◆ PAGE EXTRACT:
*****
# Pinarello KOBH



## southparkcycles (Feb 7, 2008)

I am really surprised the KOBH is not more popular. Probably a better geometry for most than the Dogma, equally as sexy and currently $1000 less. Here is a pic of one we built up recently.


----------



## Cinelli 82220 (Dec 2, 2010)

southparkcycles said:


> $1000 less


Really? It's priced the same as the Dogma most places.
I have thought about getting one for the fat tire clearance. 
Here is a nice review:
http://www.abovecategorynews.com/2011/01/pinarell-kobh-1200-miles-on.html


----------



## southparkcycles (Feb 7, 2008)

The KOBH went on sale in the US thru the importer about a month ago and is reflected on their site at gitabike.com. I believe this reduction is for the entire season.


----------



## kbwh (May 28, 2010)

I like the KOBH, and would chose it rather than a Dogma for it's versatility. I'ts a pity that it cannot be personalized with yellow to match our club kit's yellow w/black and white. Maybe next year.


----------



## rhauft (Aug 8, 2006)

*Bellisimo!*

Definitely have one in my future...


----------



## enzo269 (May 25, 2009)

The price was probably reduced because of lack of popularity and the fact that Team Sky is no longer choosing to ride the bike for spring classics.. The first cobbled races of this season like Omloop they used the Dogma. This is just pure speculation on my part, but probably an additional reason fro price drop.


----------



## kbwh (May 28, 2010)

*Sky on KOBH in Paris-Roubaix*

http://www.cyclingnews.com/features...ur-of-flanders-at-the-team-sky-service-course


----------



## enzo269 (May 25, 2009)

Hmmm.. Ok.. I stand corrected.. However, I find it curious that the photo "Sky's Roubaix Bikes" in the article shows Doggies, and not Kobh's.. I guess we will all find out soon what each of their riders choose to ride for the classics..


----------



## kbwh (May 28, 2010)

Seems like the picture caption is off on at least one of those photos.

Here's my guess: Dogmas can fit 24mm tires which is fat enough for De Ronde, but to fit the 27mm that is necessary for a wet Roubaix the KOBH is needed. 
But if it's dry on the 10th we might see Sky riders on Dogmas anyway. At least a few years ago it was customary to run narrower tires (24mm) on dry days.


----------
*****
◆ WHAT NEEDS TO BE DONE: Rewrite the part of the Pinarello KOBH thread starting at "I have thought" and ending at "the entire season.", switching "importer" to "distributor". The data that comes next has no connection to the Pinarello KOBH thread.

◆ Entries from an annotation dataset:
*****
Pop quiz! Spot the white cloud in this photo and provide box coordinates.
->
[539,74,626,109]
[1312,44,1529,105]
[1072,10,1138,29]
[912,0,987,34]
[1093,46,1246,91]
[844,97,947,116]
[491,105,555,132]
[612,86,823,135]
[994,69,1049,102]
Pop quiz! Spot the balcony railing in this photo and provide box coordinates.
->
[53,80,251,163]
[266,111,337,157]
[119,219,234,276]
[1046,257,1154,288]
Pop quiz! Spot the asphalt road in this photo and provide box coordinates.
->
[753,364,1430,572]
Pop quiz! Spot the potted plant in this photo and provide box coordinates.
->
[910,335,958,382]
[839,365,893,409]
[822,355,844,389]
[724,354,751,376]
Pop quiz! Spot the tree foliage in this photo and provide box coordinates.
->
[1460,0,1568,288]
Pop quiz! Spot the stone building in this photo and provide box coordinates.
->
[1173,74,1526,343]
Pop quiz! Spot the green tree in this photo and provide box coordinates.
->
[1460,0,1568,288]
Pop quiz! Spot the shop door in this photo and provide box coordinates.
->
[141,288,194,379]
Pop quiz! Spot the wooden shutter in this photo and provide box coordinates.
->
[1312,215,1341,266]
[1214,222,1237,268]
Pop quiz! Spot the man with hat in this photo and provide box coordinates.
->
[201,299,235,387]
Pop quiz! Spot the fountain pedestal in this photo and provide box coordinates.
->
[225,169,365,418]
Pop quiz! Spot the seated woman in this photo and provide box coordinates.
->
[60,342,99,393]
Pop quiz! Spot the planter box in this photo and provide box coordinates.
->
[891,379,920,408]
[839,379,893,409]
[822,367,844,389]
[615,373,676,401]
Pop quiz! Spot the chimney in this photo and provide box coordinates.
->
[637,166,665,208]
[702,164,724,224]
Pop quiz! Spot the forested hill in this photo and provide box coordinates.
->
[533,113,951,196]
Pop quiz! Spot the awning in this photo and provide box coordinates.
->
*****
◆ FINISHED EXERCISE:
I have thought about getting one for the fat tire clearance. 
Here is a nice review:
http://www.abovecategorynews.com/2011/01/pinarell-kobh-1200-miles-on.html


----------



## southparkcycles (Feb 7, 2008)

The KOBH went on sale in the US thru the distributor about a month ago and is reflected on their site at gitabike.com. I believe this reduction is for the entire season.